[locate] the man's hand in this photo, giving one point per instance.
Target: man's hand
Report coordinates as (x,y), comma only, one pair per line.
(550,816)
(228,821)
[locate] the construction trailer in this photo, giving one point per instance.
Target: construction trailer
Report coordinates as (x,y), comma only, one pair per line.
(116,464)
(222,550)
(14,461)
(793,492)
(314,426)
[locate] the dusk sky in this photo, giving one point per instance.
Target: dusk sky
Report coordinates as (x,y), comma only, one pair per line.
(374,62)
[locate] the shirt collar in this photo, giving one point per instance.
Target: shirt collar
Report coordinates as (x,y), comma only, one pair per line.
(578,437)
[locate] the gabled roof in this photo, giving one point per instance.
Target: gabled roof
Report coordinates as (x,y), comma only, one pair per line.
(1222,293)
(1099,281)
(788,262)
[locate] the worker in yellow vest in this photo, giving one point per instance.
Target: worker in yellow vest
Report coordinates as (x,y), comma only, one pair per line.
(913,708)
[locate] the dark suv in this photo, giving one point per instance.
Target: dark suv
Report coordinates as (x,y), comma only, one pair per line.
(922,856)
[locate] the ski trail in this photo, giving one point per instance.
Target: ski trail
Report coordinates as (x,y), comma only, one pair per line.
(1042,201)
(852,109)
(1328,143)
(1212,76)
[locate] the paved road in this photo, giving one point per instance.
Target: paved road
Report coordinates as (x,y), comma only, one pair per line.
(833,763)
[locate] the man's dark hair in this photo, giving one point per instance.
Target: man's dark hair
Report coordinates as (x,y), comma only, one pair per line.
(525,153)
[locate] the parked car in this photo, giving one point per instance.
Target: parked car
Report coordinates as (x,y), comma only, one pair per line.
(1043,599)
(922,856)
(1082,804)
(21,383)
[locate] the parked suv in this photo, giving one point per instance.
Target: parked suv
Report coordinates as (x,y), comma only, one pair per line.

→ Written request
Copy out the stretch of records from the line containing "[locate] the dusk" through the end of the records, requests included. Shift every coordinate value in the answers up by 68, and leave out all other lines.

→ Response to the exercise
[locate] the dusk sky in this photo, giving one point per instance.
Target: dusk sky
Report coordinates as (x,y), comma only, one pair per line.
(442,130)
[locate] the shirt collar in this photo, giving one point per instance.
Target: shirt collar
Report coordinates as (x,y), comma only, one pair per line.
(646,505)
[locate] the gabled roof in this photo, giving one point per instance.
Target: gabled roof
Report coordinates as (x,y), comma only, one pair per line.
(1290,361)
(1167,349)
(856,330)
[locate] the worker in yellow vest in this photo, giving one point per instance.
Target: worker in yellow vest
Report coordinates as (x,y), comma only, one pair per line.
(981,776)
[locate] the dark suv in this photo, giving one point per instance.
Target: dark suv
Report coordinates as (x,y), comma only, one pair per line.
(990,924)
[locate] the ski trail in this photo, giving one point per instance.
Target: ski trail
Report coordinates as (x,y), comma only, one pair per line.
(1110,269)
(920,177)
(1396,211)
(1280,144)
[locate] the paved road in this photo, giving one point per instance.
Target: paved road
Report coordinates as (x,y), comma only, one pair per line.
(901,831)
[locate] the man's dark hair in this photo, giving one point per instance.
Target: man's dark hair
Report coordinates as (x,y), comma only, one pair per line.
(593,221)
[locate] the parked car in this photo, giving one point per instance.
Target: parked car
Report coordinates as (x,y), comma only, one pair per line.
(1111,667)
(990,924)
(1150,872)
(89,451)
[locate] the parked suv in this photo, giving one point per instance.
Target: parked suv
Report coordinates as (x,y), comma only, one pair per line.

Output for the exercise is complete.